» ACTIONS TO TAKE:
**A.** Condense the paragraph in the succulent care guide that begins "When watering, flood the media" into a short bulleted list that keeps its main facts.
**B.** In the succulent care guide, what mix does the writer usually plant succulents in?

## BEGIN TEXT SEGMENT

How do I take care of succulents?  I have this random succulent and don’t know how to take care of it!

Media –

Because succulents have adapted to arid environments, they have shallow, poor root systems that generally don’t care what you put them in, as long as their basic requirement is met – that they dry out within a day or two of watering.  Many are native to rocky or sandy deserts, which for millenia, have been the result of drying sea beds.  That gives them the bonus ability of generally being salt/pH-tolerant, which, for you, makes life easy.

I’ve planted mine in usually half sand, half regular potting mix.  However, I’ve gotten away with regular potting mix for about half of my collection.  Again, they do not care much for what they are planted in, as long as they get a flooding for about a day, and then dry pretty quickly, with protection for the roots.  The only thing I strongly encourage against is doing water culture for your succulents.  That is trying to make a desert plant into an aquatic plant.  That’s just sinful and cruel to your plants… DON’T DO IT.

Light –

Succulents are generally full-sun plants, both indoors and outdoors.  That means blast them with as many direct sunbeams as possible.  If your succulent lives in full-shade, it may survive, but it will NOT thrive.  This one is easy – plop them in your SUNNIEST window and BLAST them with as much direct sun as possible.

Water –

When watering, flood the media to get it sopping wet.  Then, let it dry as fast as possible.  The faster it dries, the better.  When your succulents get wrinkly, that’s a good indication to water.  If you are trying to get your succulents to flower, then you need to keep them plump and water more often.  Remember, you may water AS SOON AS the media becomes bone-dry, and AS LATE AS when the wrinkles start to appear.

## END TEXT SEGMENT
## BEGIN SUPPLIED INFORMATION

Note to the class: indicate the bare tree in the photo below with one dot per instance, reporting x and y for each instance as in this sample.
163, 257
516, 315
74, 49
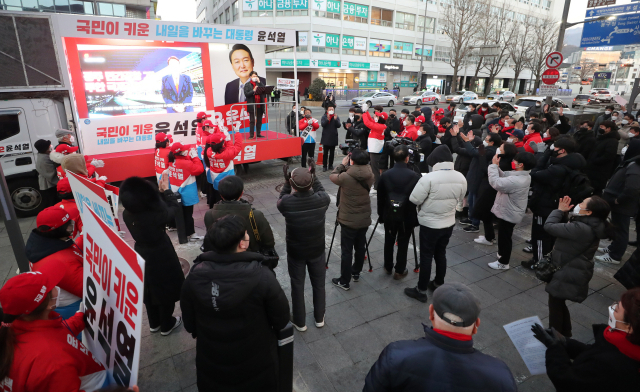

## END SUPPLIED INFORMATION

» OUTPUTS BY TASK:
**A.**
- Flood the media until it is sopping wet, then let it dry as fast as possible. Faster drying is better.
- Wrinkly succulents are a good sign that they need water.
- To get succulents to flower, keep them plump by watering more often.
- Water any time between the media becoming bone-dry and wrinkles starting to appear.

**B.** Usually half sand and half regular potting mix.